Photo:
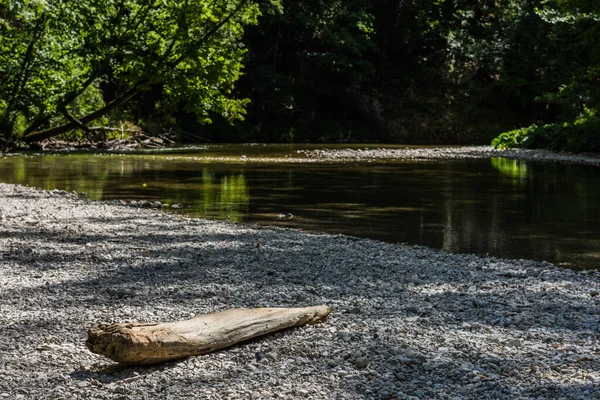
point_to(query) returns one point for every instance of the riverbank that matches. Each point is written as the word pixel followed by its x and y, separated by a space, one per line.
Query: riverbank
pixel 448 153
pixel 426 323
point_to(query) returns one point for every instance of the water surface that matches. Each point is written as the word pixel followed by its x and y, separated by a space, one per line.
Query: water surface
pixel 500 207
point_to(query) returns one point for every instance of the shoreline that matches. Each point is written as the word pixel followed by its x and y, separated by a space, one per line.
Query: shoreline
pixel 452 153
pixel 340 154
pixel 430 324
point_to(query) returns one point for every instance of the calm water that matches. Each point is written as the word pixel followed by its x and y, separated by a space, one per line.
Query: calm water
pixel 500 207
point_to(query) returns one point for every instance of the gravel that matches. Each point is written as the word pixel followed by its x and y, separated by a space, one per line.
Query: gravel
pixel 446 153
pixel 409 322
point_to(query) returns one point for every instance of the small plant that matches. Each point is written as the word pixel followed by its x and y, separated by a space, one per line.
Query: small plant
pixel 582 135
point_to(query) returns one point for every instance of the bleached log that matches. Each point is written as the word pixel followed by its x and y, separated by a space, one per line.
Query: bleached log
pixel 142 344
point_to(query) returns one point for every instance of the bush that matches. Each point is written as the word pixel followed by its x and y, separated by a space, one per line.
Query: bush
pixel 580 136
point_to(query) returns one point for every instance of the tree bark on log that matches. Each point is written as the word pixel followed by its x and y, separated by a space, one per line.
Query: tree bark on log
pixel 152 343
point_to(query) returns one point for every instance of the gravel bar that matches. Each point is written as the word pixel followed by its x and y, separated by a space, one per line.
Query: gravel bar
pixel 409 322
pixel 447 153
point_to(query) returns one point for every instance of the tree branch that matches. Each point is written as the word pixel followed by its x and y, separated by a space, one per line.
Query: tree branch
pixel 194 46
pixel 48 133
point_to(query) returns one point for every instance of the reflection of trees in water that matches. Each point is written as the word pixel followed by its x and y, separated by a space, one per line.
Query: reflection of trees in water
pixel 509 208
pixel 533 210
pixel 71 173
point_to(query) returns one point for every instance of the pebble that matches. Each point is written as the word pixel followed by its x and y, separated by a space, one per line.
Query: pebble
pixel 486 328
pixel 361 362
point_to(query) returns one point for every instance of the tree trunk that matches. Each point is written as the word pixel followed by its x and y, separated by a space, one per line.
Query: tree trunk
pixel 142 344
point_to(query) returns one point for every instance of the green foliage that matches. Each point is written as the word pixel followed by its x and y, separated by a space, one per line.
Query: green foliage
pixel 89 58
pixel 307 65
pixel 581 136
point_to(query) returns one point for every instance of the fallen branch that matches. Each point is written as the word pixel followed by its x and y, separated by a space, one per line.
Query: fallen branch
pixel 142 344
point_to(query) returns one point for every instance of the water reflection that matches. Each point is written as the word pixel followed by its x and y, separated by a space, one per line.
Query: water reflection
pixel 501 207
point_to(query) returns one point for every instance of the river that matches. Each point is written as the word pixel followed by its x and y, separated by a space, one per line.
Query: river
pixel 500 207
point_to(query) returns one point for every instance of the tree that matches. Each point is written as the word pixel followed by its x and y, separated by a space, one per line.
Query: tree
pixel 64 65
pixel 309 65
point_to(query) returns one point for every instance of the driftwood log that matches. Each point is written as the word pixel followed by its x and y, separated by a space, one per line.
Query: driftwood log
pixel 143 344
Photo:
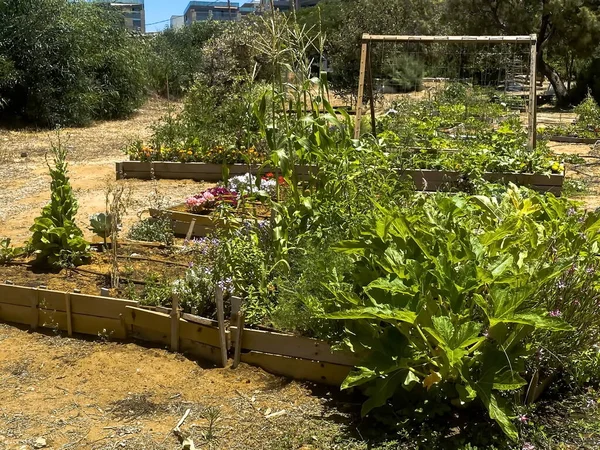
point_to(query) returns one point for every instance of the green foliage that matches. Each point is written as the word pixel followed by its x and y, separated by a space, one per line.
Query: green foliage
pixel 8 253
pixel 68 63
pixel 444 298
pixel 159 229
pixel 101 224
pixel 57 241
pixel 176 56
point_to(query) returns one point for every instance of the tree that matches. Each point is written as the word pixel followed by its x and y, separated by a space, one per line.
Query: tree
pixel 567 30
pixel 68 63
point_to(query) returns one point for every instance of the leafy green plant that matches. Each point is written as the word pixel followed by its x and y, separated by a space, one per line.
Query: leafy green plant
pixel 442 297
pixel 57 241
pixel 153 229
pixel 7 252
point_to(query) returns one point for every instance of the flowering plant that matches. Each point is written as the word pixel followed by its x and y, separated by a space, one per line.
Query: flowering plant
pixel 247 184
pixel 210 199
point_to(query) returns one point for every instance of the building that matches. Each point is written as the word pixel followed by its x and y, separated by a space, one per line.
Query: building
pixel 198 11
pixel 177 22
pixel 133 12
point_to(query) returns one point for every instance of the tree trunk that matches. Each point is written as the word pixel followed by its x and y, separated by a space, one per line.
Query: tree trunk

WHAT YOU SHOULD DO: Restate each of the entries above word for word and skip every image.

ANSWER TO THIS TASK:
Photo:
point_to(query) returns one point for every instance of the riverbank that matches. Each point is written as the word pixel followed by its x and y, separated by a space, one per line.
Query: riverbank
pixel 448 153
pixel 426 323
point_to(query) returns one point for every instance of the water surface that matches. Each point is written as the word pixel followed by its x and y, separated by a space, one per line.
Query: water surface
pixel 500 207
point_to(query) returns one point for every instance of the shoreline that matches. Each point is written as the word pixel followed by its x and y, separated by a space, one per line.
Query: shoreline
pixel 452 153
pixel 340 154
pixel 430 324
point_to(query) returns one point for every instance of the calm water that matches. Each point is written as the word pixel followed by its x and y, separated by a space, one per line.
Query: calm water
pixel 500 207
point_to(query) returns one point for every instance of the gravel that matches. Each point is written as the word pixel followed by its x and y, separated by a space, one per line.
Query: gravel
pixel 446 153
pixel 409 322
point_to(query) returns one point for every instance of the small plant that matches. Each point is written as the word pixel followed by its x and y, separated by a space, one per line.
Query: small plant
pixel 582 135
point_to(query) returns one point for every instance of the bleached log that matches. Each point is written as the word pixel followed by its x and y, separated by a space, one per line.
Query: bleached log
pixel 142 344
point_to(query) returns one point for every instance of the bush that matches. Each point is written as the word pixel followed by its x and y, separated by a space, one per line.
Query: bush
pixel 580 136
point_to(query) returns one point for every instance of the tree bark on log that matches. Each point is written as the word pixel followed by its x and y, separated by a space, one per line.
Query: tree bark on log
pixel 152 343
point_to(query) returns one point for every instance of the gravel bar that matches. Each point is written as the word pixel followed by its x and y, separated by a space, one per line.
Query: gravel bar
pixel 409 322
pixel 447 153
point_to(query) returns one point for every instance of the tree branch that matches. Each point is written as the word pixel followed by its x and y, separated by a space, one per line.
Query: tree branch
pixel 194 46
pixel 48 133
point_to(query) returns one point for every instance of the reflection of trees in water that matches. Each point is written as the word pixel followed by its x and y, separated by a space, one per line.
Query: reflection of trees in water
pixel 509 208
pixel 533 210
pixel 71 173
point_to(query) returns one point for every instance of the pebble that matches. Each point is written as the word pixel followed by its x and y, separated by a space, one per line.
Query: pebble
pixel 486 328
pixel 361 362
point_to(query) returns one point for every instance of the tree trunk that matches. Each point is written as the word pixel followed by its x and y, separated by a space, one per line.
Query: tree trunk
pixel 142 344
point_to(query) returns one point for every instance of the green foliage that matches. Each point is written as the word pixel followed by its x and y, separated by a space, one per line.
Query: green foliage
pixel 89 58
pixel 307 65
pixel 581 136
point_to(query) returns one point for every instance of the fallen branch that matches. Each point is written as the word pixel followed by its x and y, separated by a space, one per line.
Query: fallen branch
pixel 142 344
point_to(query) returns one point for every instance of the water reflection that matches. Each point is written as the word pixel followed by its x and y, separated by a space, one per line.
Query: water reflection
pixel 501 207
point_to(query) returns one point for every instance of the river that matches. Each point is written as the word pixel followed by its x and y, separated by a space, one per line.
Query: river
pixel 500 207
point_to(query) returns one point for every instance of the tree that matches. Each point is written as the word pixel followed by its x and y, separated by a space, one per line.
Query: tree
pixel 64 65
pixel 309 65
point_to(query) returns one point for every instance of the driftwood log that matches. Each point is written as the word pixel followed by its x and y, separated by a space, one per line.
Query: driftwood log
pixel 143 344
Photo:
point_to(query) returns one point for every instance of the green foliage that matches. Each point is written as the word pixel followed by its x and y, separated by a space, one per line.
Query: green foliage
pixel 8 253
pixel 68 63
pixel 444 298
pixel 159 229
pixel 101 224
pixel 57 241
pixel 176 56
point_to(query) returns one point for every instance of the tree that matches. Each point is written as the word pixel followed by its x and y, separated by a space, one per line.
Query: tree
pixel 567 30
pixel 68 63
point_to(query) returns one point for every instance of the leafy green plant that matches. Each point is written as the word pixel followed by its x and y, separated by a space, one per line.
Query: leafy green plant
pixel 442 297
pixel 57 241
pixel 153 229
pixel 7 252
point_to(query) returns one point for every instance of the flowering plant that matches. Each point is written as the word pixel followed by its x and y, separated by a space, one per line.
Query: flowering plant
pixel 247 184
pixel 210 199
point_to(query) returns one point for every instance of the building that matches. Each point is written as the word pixel followed by its x and y, separated by a space, one per line.
Query: building
pixel 198 11
pixel 177 22
pixel 133 12
point_to(query) returns one point for every instance of the tree trunk that matches. Each point is written as the word pixel followed by its x and y, separated by a space, one per line.
Query: tree trunk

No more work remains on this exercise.